» Supplied passage:
The crew first lobbed two unguided rounds at their target—a mujahideen fortress—to calibrate the mortar. Next, they fired a 3F5 round “which penetrated the roof of the fortress,” analyst Lester Grau wrote in a 2006 study. “The fortress disappeared in a cloud of smoke, dust and debris. The mission took 15 minutes.”

We’ve seen Russian forces fire a few 3F5s in Ukraine, but there’s no evidence—yet—that the Ukrainians have used the same guided rounds. And for good reason. As Ukraine’s M240 might literally be a museum piece, its operators may not have access to 3F5s.

Ukrainian forces reportedly captured a stock of 240-millimeter mortar bombs during the Russian retreat from Kharkiv Oblast last fall. This stock could have included a few 3F5s.

But actually using the guided rounds also requires a fair amount of supporting equipment: a 1D15 laser-designator and 1A35I relay at the forward observation post, plus a 1A35K relay at the firing position.

After calibrating with unguided rounds, the crew fires a 3F5. The 1A35K relay then connects to the 1A35I relay and triggers the laser designator, which illuminates the target for the incoming shell.

Unless the Ukrainians had a stash of relays and designators in a museum or warehouse, or some ally donated the systems, the marines strictly are shooting unguided rounds from their giant mortar or mortars.

Which is fine. A 300-pound mortar bomb doesn’t need to land anywhere near its target to inflict a lot of damage. Precision isn’t an M240 crew’s biggest concern. Speed—their lack thereof—is what they should worry about.

» Request:
According to the passage on the M240 mortar, what piece of equipment is needed at the firing position to use the guided 3F5 rounds?

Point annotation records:
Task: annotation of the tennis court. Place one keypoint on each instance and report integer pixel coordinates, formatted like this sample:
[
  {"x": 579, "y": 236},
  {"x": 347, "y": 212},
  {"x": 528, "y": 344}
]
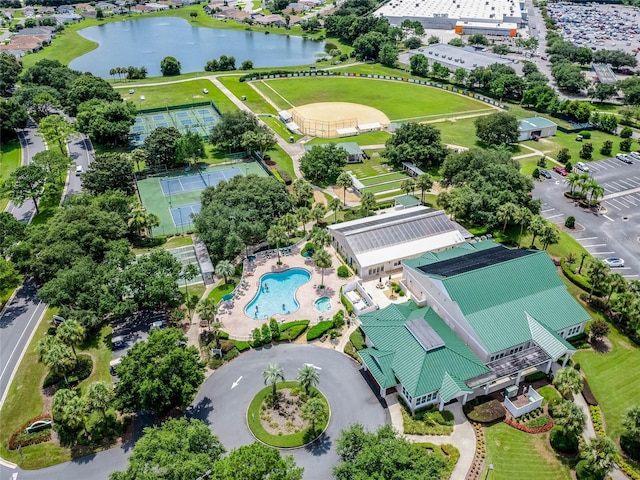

» Result:
A 1A35K relay.